--- Text segment Enclosed Below ---
7 tips for baby rooms

Overpowering themes and gender-centric colours are passé. Go for modern design and functional furniture

Overpowering themes and gender-centric colours are passé. Go for modern design and functional furniture

Sometimes, the smallest things take up the biggest room. In your heart and your home! But designing a space for a baby isn’t the easiest of tasks. It’s more than just pulling together bright colours, vibrant accessories, cartoon prints, and decals that they’ll soon outgrow. Every baby, no matter the age, needs to own a space — ideally an organised room that stimulates the imagination, and offers comfort and security. For as they grow up, babies tend to explore, discover, and learn things — and offering a secure space can help boost their confidence. Children understand their environments in different ways from adults, and have different needs, wants, and ways of looking at things.

“It’s important to shun stereotypes and create a room that’s elegant, evocative, and intelligent, a space that allows the freedom to play — and learn alongside,” says Rohit Khanna, a Mumbai-based designer.

Whether you just had a baby and are keen to redecorate or are expecting a little bundle of joy, our seven practical tips will help you design the perfect baby room.

#1 Never ever pick a theme

Everyone’s doing it, we know, but this is one trend you’ll be glad you bucked. A theme tends to get overpowering and limiting, and kills the room once the baby grows up. Wait till your child knows her own mind and has fixed likes and dislikes. Till then, look for sweet and subtly related accessories.
--- End of Enclosed Text segment ---
--- Records shown Enclosed Below ---
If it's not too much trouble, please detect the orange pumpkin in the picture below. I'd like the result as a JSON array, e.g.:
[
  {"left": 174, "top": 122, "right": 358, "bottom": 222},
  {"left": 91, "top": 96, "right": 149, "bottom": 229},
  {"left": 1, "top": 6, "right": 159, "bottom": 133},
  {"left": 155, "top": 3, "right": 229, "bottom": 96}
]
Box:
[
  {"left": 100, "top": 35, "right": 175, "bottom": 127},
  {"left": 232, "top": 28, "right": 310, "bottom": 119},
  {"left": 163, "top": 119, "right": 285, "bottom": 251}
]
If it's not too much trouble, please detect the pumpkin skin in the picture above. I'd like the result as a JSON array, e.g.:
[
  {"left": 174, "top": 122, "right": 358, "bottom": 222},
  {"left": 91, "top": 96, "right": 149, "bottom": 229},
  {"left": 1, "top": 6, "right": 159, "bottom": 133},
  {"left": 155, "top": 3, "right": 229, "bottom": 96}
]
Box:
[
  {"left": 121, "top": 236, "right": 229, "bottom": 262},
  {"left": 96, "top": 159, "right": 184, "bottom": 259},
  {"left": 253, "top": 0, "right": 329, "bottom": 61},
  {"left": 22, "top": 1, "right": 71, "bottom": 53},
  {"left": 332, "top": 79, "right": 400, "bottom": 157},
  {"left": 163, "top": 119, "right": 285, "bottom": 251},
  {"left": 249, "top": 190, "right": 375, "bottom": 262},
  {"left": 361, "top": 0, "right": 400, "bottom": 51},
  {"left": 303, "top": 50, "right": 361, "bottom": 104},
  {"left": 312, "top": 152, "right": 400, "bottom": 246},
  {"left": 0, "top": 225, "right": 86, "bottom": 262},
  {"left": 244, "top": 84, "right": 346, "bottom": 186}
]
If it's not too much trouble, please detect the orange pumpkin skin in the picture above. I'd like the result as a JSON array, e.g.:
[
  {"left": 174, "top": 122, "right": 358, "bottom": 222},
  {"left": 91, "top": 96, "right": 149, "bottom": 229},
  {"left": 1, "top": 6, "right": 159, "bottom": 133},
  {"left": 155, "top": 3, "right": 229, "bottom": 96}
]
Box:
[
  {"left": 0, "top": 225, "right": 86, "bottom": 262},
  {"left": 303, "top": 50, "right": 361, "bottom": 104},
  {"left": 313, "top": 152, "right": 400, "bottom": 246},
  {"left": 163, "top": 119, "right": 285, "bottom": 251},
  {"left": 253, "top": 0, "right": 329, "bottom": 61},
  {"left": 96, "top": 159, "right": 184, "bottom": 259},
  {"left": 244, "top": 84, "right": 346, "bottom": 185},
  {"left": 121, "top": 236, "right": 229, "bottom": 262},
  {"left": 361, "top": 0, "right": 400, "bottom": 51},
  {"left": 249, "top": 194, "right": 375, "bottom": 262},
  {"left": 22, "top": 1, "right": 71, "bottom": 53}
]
--- End of Enclosed Records shown ---
* **Exercise requirements**
Resume the article on designing baby rooms, picking up after its last sentence.

* **Solved exercise**
#2 Keep things simple

The baby’s room is not where you want over-the-top décor. Clean lines, functional furniture and modern design are appropriate. They provide the best backdrop and can grow with the child — the toys and accessories can change against the same setting.

#3 Go for gender-neutral gear

Girls love pink, boys like blue, but oh that’s so not true! Not in these times when we’re trying to inculcate values of equality and neutrality. Opt for a gender neutral colour that you can dress up with personal choices; it’s also more likely to be reused later.

#4 Consider a piece’s adaptability

You may want to buy all the baby gear because it’s aww-so-cute but you don’t want to end up splurging on things you — and baby — will hardly use. Look for pieces that are multifunctional and multi-stage, those that can grow with your child or can be used elsewhere later. Look for a high chair that opens up into a table and chair, a crib that transforms into a bed and so on. “Spending too much money on a piece of furniture that does not grow with your child isn’t the best idea. Look for options that will multitask and can be used for years,” says Monika Sen, a Calcutta-based interior decorator.

#5 Make every bit of space count

A baby room doesn’t have to be really roomy; not if you design it smartly. Look for streamlined and compact pieces that do double-duty. A bench that tucks toy baskets underneath, a crib with storage or poufs that let you tuck away diaper packs work really well.

#6 Ease of use works best

You may like the fancy chest of drawers but what use is it if the child can’t pull open the drawers? Look for modern furniture that is designed for a child’s ease of use. Bring in cubbies instead of drawers, get lidless baskets or easy-to-hold handles, and low, child-sized furniture that doesn’t intimidate.

#7 Give them room to visualise and imagine

Accessories that make playtime more fun can create a whole new world. You may not be able to get the wardrobe that leads baby into Narnia but consider a grid-patterned rug that provides umpteen car/ train tracks, a billowing canopy that works as a castle or a tent where they can retreat to any time of the day. Get things that feed the child’s imagination, not those that tell them what to think.

Just a little more care

Once the room is done, look at it from a baby’s eye, and view of the world. It’s vital to babyproof so that the room is a safe space; this is important even if you or another caregiver plan to be around all the time.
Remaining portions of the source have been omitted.